- **GOAL**: Resume the news report on Paul Burrell's newspaper deal, picking up right after its final sentence.

In it he criticised her brother, Earl Spencer, calling him a "hypocrite" for his "stomach turning" speech at the funeral and claimed Frances Shand Kydd made "shocking" telephone calls to her daughter late at night. In a pointed attack on Earl Spencer, Mr Burrell, 44, added: "And I, for one, would never have paraded her life before a museum and charged £10.50 a time."

As part of his first interview with the paper yesterday ­ in a deal said to be worth £300,000 ­ he claimed the Queen had warned him about "powers at work" in the country. This morning's Sun retorted with assertions that the monarch was "livid" about the "ramblings of a madman". The paper has said it intends to contest an interim High Court injunction prevented it publishing extracts from statements Mr Burrell gave to police.

It also emerged last night the tabloid bidding war for the story had included a £2m offer from one newspaper group if he reneged on a deal he had agreed with a rival publication.

A showbusiness agent acting for the former confidant of the Princess of Wales, said the bid to persuade Mr Burrell to switch his story from the Daily Mirror also came with a bribe for him to persuade his client to swap sides.

David Warwick, the Cheshire-based agent who helped to negotiate a media deal after Mr Burrell's acquittal last Friday on theft charges, said the offer from a national newspaper came during the final negotiations with the Mirror earlier this week.

Mr Warwick said: "I can confirm that a publication did offer money for us to jump ship while the negotiations were in place. I can also confirm that a national newspaper offered me a bung to supply him [Mr Burrell] to them. It was an extraordinary thing to do and I feel totally offended that they thought I would stoop so low."

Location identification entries
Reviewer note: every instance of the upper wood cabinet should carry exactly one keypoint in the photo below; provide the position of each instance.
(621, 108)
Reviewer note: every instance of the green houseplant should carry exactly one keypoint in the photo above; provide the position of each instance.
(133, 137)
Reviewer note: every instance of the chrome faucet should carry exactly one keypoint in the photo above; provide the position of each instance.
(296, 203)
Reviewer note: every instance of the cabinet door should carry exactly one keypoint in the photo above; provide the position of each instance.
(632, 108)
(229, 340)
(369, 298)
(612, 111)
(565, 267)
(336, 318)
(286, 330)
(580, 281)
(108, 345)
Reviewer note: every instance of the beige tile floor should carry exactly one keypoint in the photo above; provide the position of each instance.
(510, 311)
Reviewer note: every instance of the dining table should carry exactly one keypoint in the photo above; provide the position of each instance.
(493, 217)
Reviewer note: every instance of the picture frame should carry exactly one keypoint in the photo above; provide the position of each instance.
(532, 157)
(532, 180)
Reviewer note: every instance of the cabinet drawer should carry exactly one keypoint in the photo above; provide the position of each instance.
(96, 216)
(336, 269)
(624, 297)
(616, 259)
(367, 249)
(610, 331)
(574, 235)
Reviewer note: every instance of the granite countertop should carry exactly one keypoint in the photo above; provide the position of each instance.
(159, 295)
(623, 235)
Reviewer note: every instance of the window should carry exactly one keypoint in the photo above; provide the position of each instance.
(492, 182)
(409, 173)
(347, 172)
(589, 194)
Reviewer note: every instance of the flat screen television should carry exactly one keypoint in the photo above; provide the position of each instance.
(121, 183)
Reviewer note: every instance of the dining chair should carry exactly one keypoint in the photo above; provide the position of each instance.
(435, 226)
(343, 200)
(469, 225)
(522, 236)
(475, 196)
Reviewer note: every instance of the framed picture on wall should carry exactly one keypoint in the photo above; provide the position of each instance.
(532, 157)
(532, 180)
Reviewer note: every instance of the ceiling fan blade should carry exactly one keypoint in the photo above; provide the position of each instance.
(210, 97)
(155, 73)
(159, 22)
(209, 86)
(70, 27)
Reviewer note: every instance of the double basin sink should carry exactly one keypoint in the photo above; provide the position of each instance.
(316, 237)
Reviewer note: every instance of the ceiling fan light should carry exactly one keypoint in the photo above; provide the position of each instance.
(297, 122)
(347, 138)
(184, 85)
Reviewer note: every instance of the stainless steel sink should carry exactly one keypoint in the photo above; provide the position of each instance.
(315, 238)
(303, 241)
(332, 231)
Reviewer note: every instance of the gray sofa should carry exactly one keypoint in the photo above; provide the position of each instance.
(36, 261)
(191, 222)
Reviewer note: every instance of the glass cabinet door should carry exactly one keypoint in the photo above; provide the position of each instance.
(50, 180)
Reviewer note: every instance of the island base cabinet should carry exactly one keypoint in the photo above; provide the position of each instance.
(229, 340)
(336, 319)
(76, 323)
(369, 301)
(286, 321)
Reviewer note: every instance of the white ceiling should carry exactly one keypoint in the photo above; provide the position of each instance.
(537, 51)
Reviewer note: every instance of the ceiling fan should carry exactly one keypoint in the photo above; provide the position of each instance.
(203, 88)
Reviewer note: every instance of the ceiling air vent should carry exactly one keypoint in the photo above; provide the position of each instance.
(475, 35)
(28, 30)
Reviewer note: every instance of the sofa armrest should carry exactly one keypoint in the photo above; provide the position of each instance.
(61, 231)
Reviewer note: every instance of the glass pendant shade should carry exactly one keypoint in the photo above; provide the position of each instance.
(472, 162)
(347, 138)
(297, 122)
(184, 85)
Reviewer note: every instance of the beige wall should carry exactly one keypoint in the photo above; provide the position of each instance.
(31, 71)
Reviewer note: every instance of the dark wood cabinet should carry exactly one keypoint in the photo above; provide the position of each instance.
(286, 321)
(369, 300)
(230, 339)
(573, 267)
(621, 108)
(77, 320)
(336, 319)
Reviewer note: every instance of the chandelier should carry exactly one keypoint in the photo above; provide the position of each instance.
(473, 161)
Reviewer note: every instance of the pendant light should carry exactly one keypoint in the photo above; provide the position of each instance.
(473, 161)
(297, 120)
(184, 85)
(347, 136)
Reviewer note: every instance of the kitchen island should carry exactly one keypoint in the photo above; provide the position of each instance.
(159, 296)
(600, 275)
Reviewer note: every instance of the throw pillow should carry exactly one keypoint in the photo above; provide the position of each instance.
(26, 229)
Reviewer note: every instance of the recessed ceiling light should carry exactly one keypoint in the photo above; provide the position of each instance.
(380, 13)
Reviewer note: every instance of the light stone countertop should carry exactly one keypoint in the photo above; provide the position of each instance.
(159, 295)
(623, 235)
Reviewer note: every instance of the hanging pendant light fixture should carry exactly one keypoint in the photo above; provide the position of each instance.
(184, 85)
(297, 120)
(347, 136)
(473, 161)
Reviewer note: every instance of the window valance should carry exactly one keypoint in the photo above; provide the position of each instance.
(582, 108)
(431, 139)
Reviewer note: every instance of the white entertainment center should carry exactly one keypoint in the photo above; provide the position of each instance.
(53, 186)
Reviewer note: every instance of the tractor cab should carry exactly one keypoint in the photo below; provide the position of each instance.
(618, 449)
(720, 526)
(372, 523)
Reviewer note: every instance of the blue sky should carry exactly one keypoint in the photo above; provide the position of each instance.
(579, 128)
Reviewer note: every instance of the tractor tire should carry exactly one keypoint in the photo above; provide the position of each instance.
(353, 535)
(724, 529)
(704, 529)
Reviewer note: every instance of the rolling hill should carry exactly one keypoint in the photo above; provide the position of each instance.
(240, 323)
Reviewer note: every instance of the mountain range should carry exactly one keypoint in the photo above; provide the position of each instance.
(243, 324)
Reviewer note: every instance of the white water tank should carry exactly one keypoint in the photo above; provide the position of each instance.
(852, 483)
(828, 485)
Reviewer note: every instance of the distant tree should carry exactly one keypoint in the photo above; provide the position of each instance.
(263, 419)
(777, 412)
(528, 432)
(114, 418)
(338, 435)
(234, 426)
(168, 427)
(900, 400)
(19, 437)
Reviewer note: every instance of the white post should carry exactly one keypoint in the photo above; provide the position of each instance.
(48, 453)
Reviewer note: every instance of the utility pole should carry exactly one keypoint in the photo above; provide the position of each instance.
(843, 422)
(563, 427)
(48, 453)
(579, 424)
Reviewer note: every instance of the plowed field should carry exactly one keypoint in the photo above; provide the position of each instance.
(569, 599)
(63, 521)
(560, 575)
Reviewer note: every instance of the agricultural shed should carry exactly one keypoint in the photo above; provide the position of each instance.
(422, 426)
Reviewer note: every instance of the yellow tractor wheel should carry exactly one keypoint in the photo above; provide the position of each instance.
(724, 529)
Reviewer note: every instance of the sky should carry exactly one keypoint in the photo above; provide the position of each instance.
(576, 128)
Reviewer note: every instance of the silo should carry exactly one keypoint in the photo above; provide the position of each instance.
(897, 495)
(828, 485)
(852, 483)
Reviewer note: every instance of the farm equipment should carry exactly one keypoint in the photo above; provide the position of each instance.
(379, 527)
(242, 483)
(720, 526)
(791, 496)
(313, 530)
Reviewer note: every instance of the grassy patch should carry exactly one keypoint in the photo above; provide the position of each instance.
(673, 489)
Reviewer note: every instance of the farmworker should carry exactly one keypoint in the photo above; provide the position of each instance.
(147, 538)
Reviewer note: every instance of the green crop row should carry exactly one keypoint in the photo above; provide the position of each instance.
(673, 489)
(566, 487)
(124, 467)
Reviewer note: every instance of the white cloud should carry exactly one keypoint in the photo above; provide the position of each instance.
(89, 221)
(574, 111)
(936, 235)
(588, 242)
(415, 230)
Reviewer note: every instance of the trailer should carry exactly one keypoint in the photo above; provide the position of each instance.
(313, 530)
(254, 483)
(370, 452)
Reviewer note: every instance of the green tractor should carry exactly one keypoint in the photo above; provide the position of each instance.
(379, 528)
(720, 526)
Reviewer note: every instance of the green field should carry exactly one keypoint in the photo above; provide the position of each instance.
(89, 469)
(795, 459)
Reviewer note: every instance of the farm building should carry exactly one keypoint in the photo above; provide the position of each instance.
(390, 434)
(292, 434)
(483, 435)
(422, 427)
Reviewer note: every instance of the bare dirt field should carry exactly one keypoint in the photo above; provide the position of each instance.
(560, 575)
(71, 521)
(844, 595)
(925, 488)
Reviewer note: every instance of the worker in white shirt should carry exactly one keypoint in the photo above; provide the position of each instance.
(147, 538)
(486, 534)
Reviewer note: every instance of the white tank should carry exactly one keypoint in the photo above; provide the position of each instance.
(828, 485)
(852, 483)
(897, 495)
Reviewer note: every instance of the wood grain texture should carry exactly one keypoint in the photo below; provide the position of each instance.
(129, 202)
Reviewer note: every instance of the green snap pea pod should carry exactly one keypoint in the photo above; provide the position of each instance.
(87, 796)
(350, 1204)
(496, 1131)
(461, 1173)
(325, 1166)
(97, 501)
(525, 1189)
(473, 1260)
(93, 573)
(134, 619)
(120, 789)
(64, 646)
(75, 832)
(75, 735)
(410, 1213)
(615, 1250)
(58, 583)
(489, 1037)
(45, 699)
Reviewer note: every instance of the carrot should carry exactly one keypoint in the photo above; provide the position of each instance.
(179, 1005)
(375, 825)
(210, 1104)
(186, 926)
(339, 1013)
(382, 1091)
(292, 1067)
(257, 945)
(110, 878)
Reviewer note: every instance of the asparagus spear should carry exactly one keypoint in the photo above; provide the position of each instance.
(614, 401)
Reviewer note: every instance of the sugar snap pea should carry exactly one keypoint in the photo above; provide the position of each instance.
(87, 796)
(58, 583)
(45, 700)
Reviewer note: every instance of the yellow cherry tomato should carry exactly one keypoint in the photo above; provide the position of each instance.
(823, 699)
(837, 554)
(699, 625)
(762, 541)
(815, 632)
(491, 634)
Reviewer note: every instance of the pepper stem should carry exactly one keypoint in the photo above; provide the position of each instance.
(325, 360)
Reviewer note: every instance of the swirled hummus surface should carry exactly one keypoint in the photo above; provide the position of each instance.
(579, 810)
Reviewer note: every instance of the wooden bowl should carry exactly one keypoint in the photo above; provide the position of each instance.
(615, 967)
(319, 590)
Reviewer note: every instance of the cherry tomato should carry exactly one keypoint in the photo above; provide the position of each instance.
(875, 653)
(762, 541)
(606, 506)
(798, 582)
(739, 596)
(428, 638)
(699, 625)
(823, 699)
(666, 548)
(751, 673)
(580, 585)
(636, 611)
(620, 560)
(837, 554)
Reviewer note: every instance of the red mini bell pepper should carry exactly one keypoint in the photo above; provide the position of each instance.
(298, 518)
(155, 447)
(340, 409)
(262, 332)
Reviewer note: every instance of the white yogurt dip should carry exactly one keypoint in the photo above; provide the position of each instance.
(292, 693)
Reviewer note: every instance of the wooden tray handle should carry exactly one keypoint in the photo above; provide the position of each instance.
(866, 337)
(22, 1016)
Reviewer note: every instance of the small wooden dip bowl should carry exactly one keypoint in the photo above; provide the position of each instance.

- **RESULT OF THE EXERCISE**:
The deal with the Mirror, which printed 10 pages yesterday focusing on Mr Burrell's account of the conversation four years ago with the Queen that led to him being cleared at the Old Bailey last Friday, was sealed at a comparatively low price by Fleet Street standards.

Packages for the serialisation rights to books, such as the recent autobiographies of Ulrika Jonsson and Edwina Currie, now regularly reach six figures. The story of Mr Burrell, with his intimate knowledge of the Royal Family, would have been worth considerably more.

Rival publications such as the Daily Mail, which had been the favourite to clinch a deal because of the links between its royal reporter, Richard Kay and the butler, is understood to have offered £600,000. The Sun is believed to have offered £1m in a package with its fellow News International publication, News of the World. None of the titles was commenting on Mr Warwick's claims last night.

Perhaps unsurprisingly, Mr Burrell, from Farndon, Cheshire, became the target of a backlash from publications that failed. Amid claims that he was exploiting his acquittal for money, he was portrayed as an "outcast" and a "grovelling flunky". Meanwhile, the Attorney General, Lord Goldsmith, the most senior law officer, said the Crown Prosecution Service "will be considering carefully the lessons" from the collapse of the trial.